- _ACTION ITEM_
Write an exact copy of the entries below that leaves out all pictures.

Natural language region descriptions:

+ + +

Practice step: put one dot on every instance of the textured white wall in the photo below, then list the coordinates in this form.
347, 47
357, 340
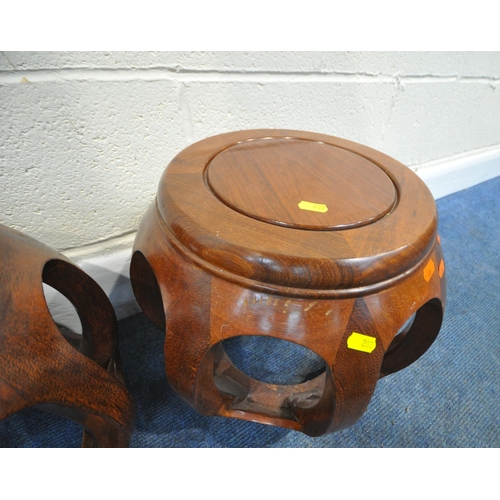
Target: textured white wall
85, 136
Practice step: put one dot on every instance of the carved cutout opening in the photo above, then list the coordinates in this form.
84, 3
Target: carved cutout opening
63, 311
414, 338
273, 361
146, 289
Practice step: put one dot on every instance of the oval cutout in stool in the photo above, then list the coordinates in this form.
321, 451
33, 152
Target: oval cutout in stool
272, 360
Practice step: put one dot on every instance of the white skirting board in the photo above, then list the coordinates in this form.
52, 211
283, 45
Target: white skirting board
108, 263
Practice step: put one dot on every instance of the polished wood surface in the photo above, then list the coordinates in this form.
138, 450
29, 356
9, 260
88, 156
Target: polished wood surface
226, 250
76, 376
353, 191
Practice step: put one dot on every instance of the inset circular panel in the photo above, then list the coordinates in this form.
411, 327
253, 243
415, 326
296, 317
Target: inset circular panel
301, 184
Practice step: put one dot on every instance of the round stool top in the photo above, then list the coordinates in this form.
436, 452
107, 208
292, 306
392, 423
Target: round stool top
296, 212
301, 184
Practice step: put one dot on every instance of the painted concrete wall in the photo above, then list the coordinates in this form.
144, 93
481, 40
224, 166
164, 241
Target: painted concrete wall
84, 137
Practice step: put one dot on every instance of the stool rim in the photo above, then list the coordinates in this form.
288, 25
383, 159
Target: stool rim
294, 260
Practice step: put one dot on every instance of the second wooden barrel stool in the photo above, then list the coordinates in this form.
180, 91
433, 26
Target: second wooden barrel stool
298, 236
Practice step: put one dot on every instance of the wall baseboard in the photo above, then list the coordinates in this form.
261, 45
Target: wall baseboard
108, 263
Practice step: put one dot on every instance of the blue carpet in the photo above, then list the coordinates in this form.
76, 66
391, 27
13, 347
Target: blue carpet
449, 398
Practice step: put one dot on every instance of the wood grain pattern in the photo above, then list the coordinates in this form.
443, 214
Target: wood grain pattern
39, 367
225, 251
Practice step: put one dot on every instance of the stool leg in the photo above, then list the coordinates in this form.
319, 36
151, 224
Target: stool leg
63, 381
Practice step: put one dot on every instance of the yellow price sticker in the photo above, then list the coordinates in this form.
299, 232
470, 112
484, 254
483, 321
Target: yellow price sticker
313, 207
360, 342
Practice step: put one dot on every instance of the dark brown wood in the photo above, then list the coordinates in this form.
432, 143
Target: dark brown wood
79, 379
300, 236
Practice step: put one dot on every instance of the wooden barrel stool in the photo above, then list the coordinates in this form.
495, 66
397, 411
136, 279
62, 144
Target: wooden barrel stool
78, 376
302, 237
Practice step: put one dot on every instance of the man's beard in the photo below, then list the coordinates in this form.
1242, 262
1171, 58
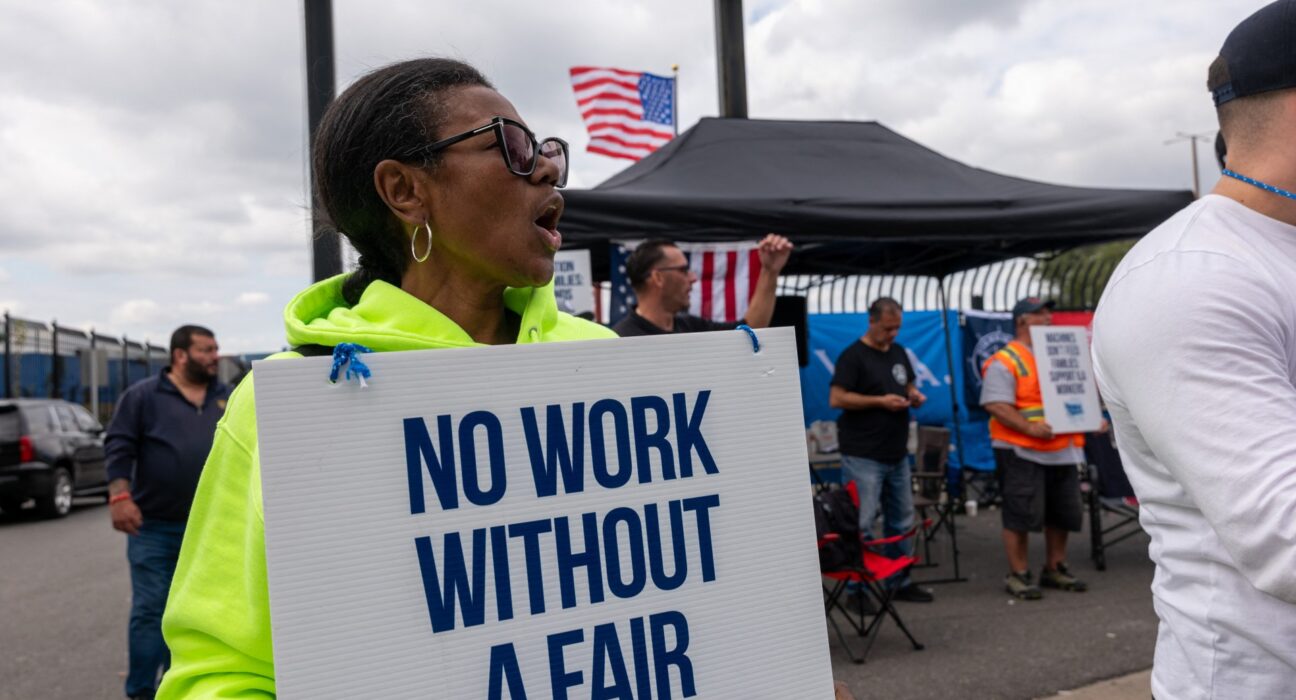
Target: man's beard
196, 372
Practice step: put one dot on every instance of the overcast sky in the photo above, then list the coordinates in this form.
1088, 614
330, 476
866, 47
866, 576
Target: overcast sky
152, 152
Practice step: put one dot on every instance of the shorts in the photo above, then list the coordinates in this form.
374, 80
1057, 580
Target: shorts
1038, 495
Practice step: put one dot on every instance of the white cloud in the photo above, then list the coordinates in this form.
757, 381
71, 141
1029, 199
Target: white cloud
154, 153
136, 313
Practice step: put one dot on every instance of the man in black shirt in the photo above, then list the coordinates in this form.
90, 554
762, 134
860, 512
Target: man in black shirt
660, 275
874, 386
156, 446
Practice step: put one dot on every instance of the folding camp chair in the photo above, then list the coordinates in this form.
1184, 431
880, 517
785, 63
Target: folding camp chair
931, 462
1108, 491
870, 580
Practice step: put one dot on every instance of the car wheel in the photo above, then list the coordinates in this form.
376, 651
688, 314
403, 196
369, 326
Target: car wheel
58, 501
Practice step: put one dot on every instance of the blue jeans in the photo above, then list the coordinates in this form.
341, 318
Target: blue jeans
152, 554
889, 485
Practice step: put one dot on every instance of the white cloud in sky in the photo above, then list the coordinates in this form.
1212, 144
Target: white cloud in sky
153, 152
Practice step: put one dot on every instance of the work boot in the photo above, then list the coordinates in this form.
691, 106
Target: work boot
1019, 583
858, 602
914, 594
1062, 578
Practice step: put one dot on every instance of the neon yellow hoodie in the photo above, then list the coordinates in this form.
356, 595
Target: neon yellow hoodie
217, 620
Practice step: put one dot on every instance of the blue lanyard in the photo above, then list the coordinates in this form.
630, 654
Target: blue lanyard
1266, 187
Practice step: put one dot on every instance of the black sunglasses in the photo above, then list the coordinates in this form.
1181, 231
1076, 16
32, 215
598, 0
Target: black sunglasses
517, 145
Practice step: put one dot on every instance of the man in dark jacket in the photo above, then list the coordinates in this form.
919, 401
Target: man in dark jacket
156, 445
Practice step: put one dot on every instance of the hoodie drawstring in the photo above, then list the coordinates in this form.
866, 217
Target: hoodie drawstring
349, 354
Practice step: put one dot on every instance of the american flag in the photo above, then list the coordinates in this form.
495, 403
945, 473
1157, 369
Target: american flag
726, 279
629, 114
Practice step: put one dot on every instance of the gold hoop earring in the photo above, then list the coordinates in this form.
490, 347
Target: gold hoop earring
414, 239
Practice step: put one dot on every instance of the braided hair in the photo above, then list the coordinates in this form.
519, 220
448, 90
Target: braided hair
390, 113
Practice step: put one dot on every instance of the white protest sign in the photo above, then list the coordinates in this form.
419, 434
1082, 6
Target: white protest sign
1067, 379
603, 519
573, 283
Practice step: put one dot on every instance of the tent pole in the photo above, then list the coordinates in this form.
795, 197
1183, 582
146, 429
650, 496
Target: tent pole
958, 431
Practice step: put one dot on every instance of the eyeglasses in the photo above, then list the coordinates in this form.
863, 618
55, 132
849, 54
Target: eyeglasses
517, 145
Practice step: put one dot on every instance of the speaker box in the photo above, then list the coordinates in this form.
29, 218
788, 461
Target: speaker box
792, 311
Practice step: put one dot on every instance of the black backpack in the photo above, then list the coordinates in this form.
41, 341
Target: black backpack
836, 513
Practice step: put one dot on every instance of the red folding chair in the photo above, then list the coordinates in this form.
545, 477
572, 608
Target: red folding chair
870, 580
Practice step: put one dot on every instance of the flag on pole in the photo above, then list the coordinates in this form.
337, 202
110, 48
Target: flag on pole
629, 114
726, 279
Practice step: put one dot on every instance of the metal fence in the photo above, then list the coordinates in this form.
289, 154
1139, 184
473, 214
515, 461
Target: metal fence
990, 288
47, 361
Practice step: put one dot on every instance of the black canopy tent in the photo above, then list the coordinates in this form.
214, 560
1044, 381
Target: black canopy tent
854, 196
857, 198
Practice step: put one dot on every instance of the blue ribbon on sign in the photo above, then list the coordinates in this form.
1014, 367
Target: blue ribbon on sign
349, 354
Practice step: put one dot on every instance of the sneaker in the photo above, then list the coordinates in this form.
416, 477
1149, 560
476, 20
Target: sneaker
1021, 586
913, 594
1062, 578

+ + +

- _RESULT FOR THIS TASK_
Practice step: put one dot on every instance of the textured white wall in the photo below, then list the coordinates in this form.
347, 47
357, 340
Target: textured white wall
85, 136
Practice step: put one dot on every instance of the carved cutout opening in the photo above, then list the coordinates in this form.
84, 3
Target: carved cutout opening
63, 311
414, 338
273, 361
146, 289
Practice step: put one dot on every instance of the oval cutout in stool in the photo above, then list the coordinates in this form.
321, 451
33, 152
Target: oval cutout in stool
272, 360
Practice step: put one dot on every instance of the white skirting board in the photo above, then list the coordinates in this form.
52, 211
283, 45
Target: white skirting board
108, 263
Practice step: put one dot on every instance of the polished wood surface in the photo above, then list the coordinates in this form.
138, 450
29, 356
9, 260
88, 156
Target: polished wood surface
226, 250
76, 376
353, 191
Practice step: put one dot on every instance of the inset circular panel in the photo above, then list the coordinates in this form.
411, 327
253, 243
415, 326
296, 317
Target: inset circular panel
301, 184
Practice step: put one dot on every instance of the round stool top in the photo above, then list the coordinates in this form.
436, 452
107, 208
292, 306
392, 423
Target: round stool top
296, 212
301, 184
Practice step: put one dot on every instance of the painted concrete wall in the photo above, then list the coordinates in this form.
144, 93
481, 40
224, 166
164, 241
Target: painted concrete wall
84, 137
Practice step: put one dot on every instance of the stool rim in the photo above, then list the coordinates in this form.
288, 25
383, 159
Target: stool rim
294, 260
Practice step: put one dot on every instance of the second wooden barrel stool in the photo above, then list the coordinates in this form.
180, 91
433, 26
Target: second wooden barrel stool
298, 236
Practice step: put one dot on every instance of the wall baseboard in the photo above, then list the coordinates in this form.
261, 45
Target: wall baseboard
108, 263
Practice step: put one dot on every instance of the blue carpet in the photo above, then list the coordinates in this form.
76, 66
391, 27
13, 347
Target: blue carpet
449, 398
Practice step: put one dot on every instance of the wood grain pattern in the photo above, then list the coordinates in this form.
443, 214
Target: wood grain pattern
39, 367
225, 251
Practice step: put one dot on every instance of the stool leg in the photo above, then list the coordinates in this form.
319, 36
151, 224
Target: stool leg
63, 381
Practice step: put one dot on every instance of the yellow price sticker in the photo above, then list the coordinates in this form.
299, 232
470, 112
484, 254
483, 321
Target: yellow price sticker
313, 207
360, 342
Practice step: put one dot on every instance of the dark brown wood in the photo above, then list the coordinates in this form.
432, 143
Target: dark brown wood
79, 379
300, 236
Practice step: put one dot on every instance of the wooden barrel stool in the photo above, then list the coordinates in this form.
495, 66
397, 411
136, 279
62, 144
Target: wooden barrel stool
78, 376
302, 237
Practice step: put one dot on every instance of the man's beard in the photo below, then list the coordinates in this form.
1242, 262
1171, 58
Target: man's beard
196, 372
Practice step: put one dot on every instance of the overcast sky in the photo above, then list the coordinates in this form.
1088, 614
330, 476
866, 47
866, 576
Target: overcast sky
152, 152
Practice step: put one dot on every instance of the shorts in the photo above, then list the coordinates in this form.
374, 80
1057, 580
Target: shorts
1038, 495
Practice step: put one dot on every instance of the white cloud in the photo above, then list the coordinates in this form.
757, 381
71, 141
1029, 199
Target: white cloud
154, 153
136, 313
Practice step: put one dot on every instance of the man in black shirt in the photo above, then list the coordinates in this form.
90, 554
762, 134
860, 512
Target: man in black shirt
660, 275
874, 386
156, 446
Practice step: put one dot on every instance of the folding camp chair in the photo above, then list the coordinates in this form.
1184, 431
880, 517
785, 63
Target: folding camp chair
931, 462
1108, 491
870, 580
Practice step: put one dot on every instance of the car wheel in the photo above, then list the coordinates in this form.
376, 651
688, 314
403, 196
369, 326
Target: car wheel
58, 501
Practice step: put one dot on every instance of the blue jeans in the photo above, then list the coordinates in this form.
341, 318
Target: blue jeans
152, 554
889, 485
Practice step: put one dot on every instance of the white cloud in sky in the photo above, then list the coordinates in this form.
1212, 144
Target: white cloud in sky
153, 152
Practice step: put one dot on every instance of the work boot in the photo above, then list the coordinates in this form.
691, 106
Target: work boot
1019, 583
858, 602
914, 594
1062, 578
Practice step: put one dot on every instance of the neon yellow hoodie in the photo above, then list the coordinates in this form.
356, 595
Target: neon yellow hoodie
217, 620
Practice step: put one dot on every instance of the blue lanyard in the photo above, then list the coordinates in this form.
630, 654
Target: blue lanyard
1266, 187
Practice step: put one dot on every instance of the black sunglasses in the photo above, then list the coordinates in this form.
1181, 231
1076, 16
32, 215
598, 0
Target: black sunglasses
517, 145
Practice step: put one dot on every instance of the man in dark jacket in the photo above, then list the coordinates in this form.
919, 401
Target: man in dark jacket
156, 445
Practice step: put one dot on every instance of the hoodie drawstring in the photo above, then list the coordinates in this form.
866, 217
Target: hoodie drawstring
349, 354
Practice step: put one dot on every instance of the american flag in the photo above, then list the coordinates in this form.
495, 403
945, 473
1157, 369
Target: american flag
726, 279
629, 114
Practice step: put one dot on every instance of the gold hoop earring in the photo above, then list the coordinates in this form.
490, 347
Target: gold hoop earring
414, 239
Practice step: put one dot on every instance of the braided hair in the photo above, then list the coordinates in this form.
519, 220
448, 90
Target: braided hair
390, 113
Practice step: put one dot on every instance of the white protest sign in the photo above, then list the coordinates in this form.
419, 434
1082, 6
Target: white protest sign
1067, 379
603, 519
573, 283
Practice step: put one dot on every instance of the tent pole in the photo above, then list the coordinates in this form.
795, 197
1183, 582
146, 429
650, 496
Target: tent pole
958, 431
Practice step: put one dot on every instance of the eyeglasses in the photo above, then list the coordinates in this form.
863, 618
55, 132
849, 54
Target: eyeglasses
517, 145
Practice step: put one dot on every instance of the speaker box in the photo above, then list the coordinates in this form.
29, 218
788, 461
Target: speaker box
792, 311
Practice step: put one dot on every instance of the black backpack in the photo above, then list the coordinates in this form.
41, 341
Target: black backpack
836, 513
Practice step: put one dot on every instance of the red folding chair in the photo above, then list the coordinates in this form.
545, 477
572, 608
Target: red folding chair
870, 580
Practice step: put one dot on every instance of the flag on pole in the photo above, then list the coordinates in this form.
337, 202
110, 48
Target: flag on pole
629, 114
726, 279
Practice step: put one dot on every instance of the metal fence in the photo above, then list the coordinates in this form.
289, 154
1139, 184
473, 214
515, 461
Target: metal fence
990, 288
47, 361
Practice step: put one dot on every instance of the black canopy tent in the photo above, then list the coordinates in this form.
214, 560
1044, 381
Target: black canopy tent
854, 196
857, 198
Practice step: put one dot on every instance of the blue ribbon on sign in the photo above, then list the coordinates in this form.
1014, 367
Target: blue ribbon on sign
349, 354
Practice step: put one dot on every instance of the sneaker in the photo above, then list the coordinates in this form.
416, 477
1149, 560
476, 20
Target: sneaker
1021, 586
913, 594
1062, 578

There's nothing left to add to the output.